EXERCISE INPUTS |
────────
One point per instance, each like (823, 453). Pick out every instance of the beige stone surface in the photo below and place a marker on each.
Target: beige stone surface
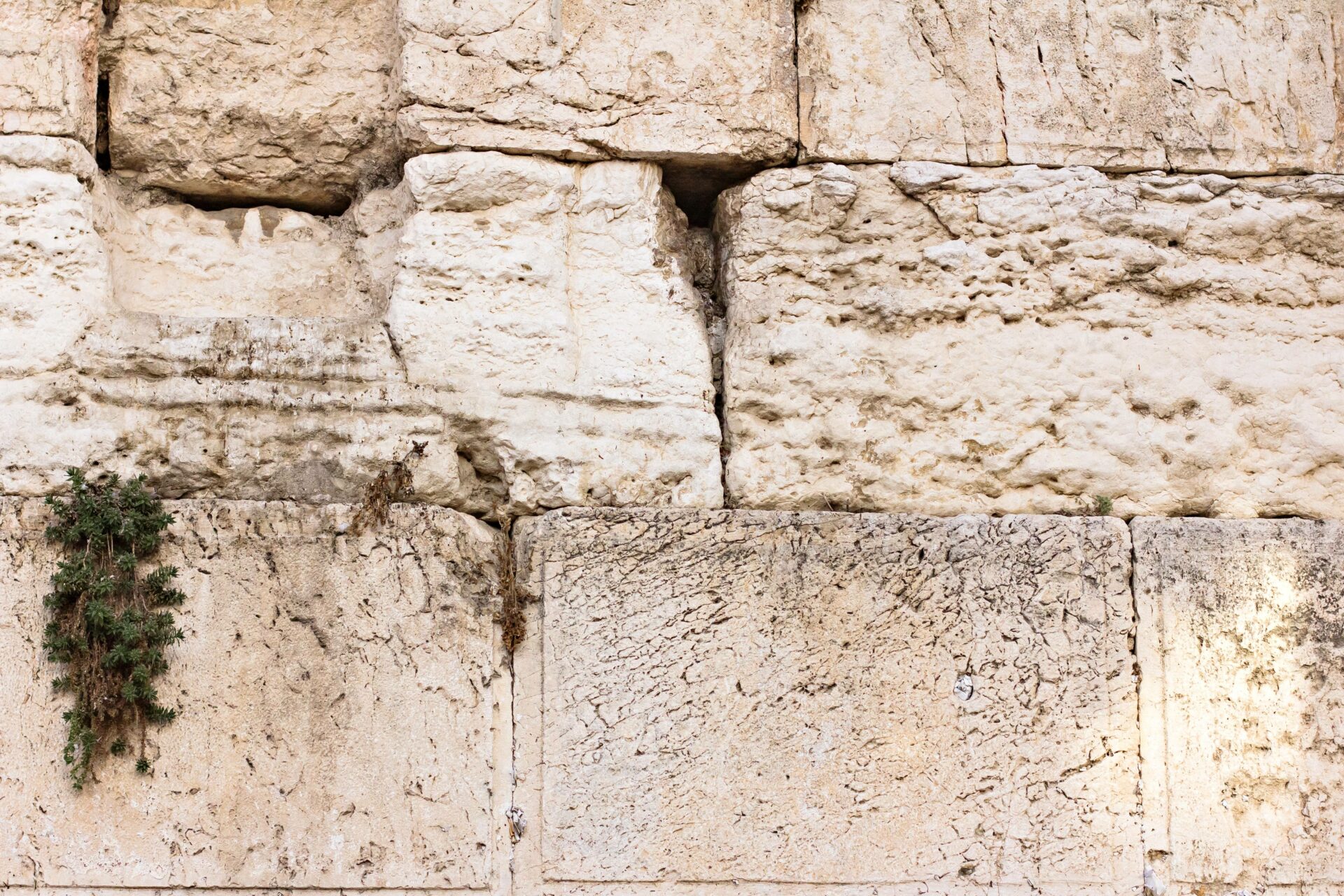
(907, 703)
(536, 321)
(708, 83)
(1241, 647)
(52, 264)
(566, 296)
(286, 101)
(49, 67)
(1021, 340)
(343, 708)
(1233, 88)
────────
PROBLEM DESCRIPTION |
Return the data above line for line and without changes, but leave out the pictures.

TASK OUTPUT |
One point per instance, each like (823, 453). Pick out every instance of the beige stone surface in the photo below and place a marker on each.
Target: beige stone surface
(907, 703)
(536, 321)
(708, 83)
(1241, 647)
(52, 264)
(566, 296)
(286, 101)
(49, 67)
(1021, 340)
(343, 708)
(1233, 88)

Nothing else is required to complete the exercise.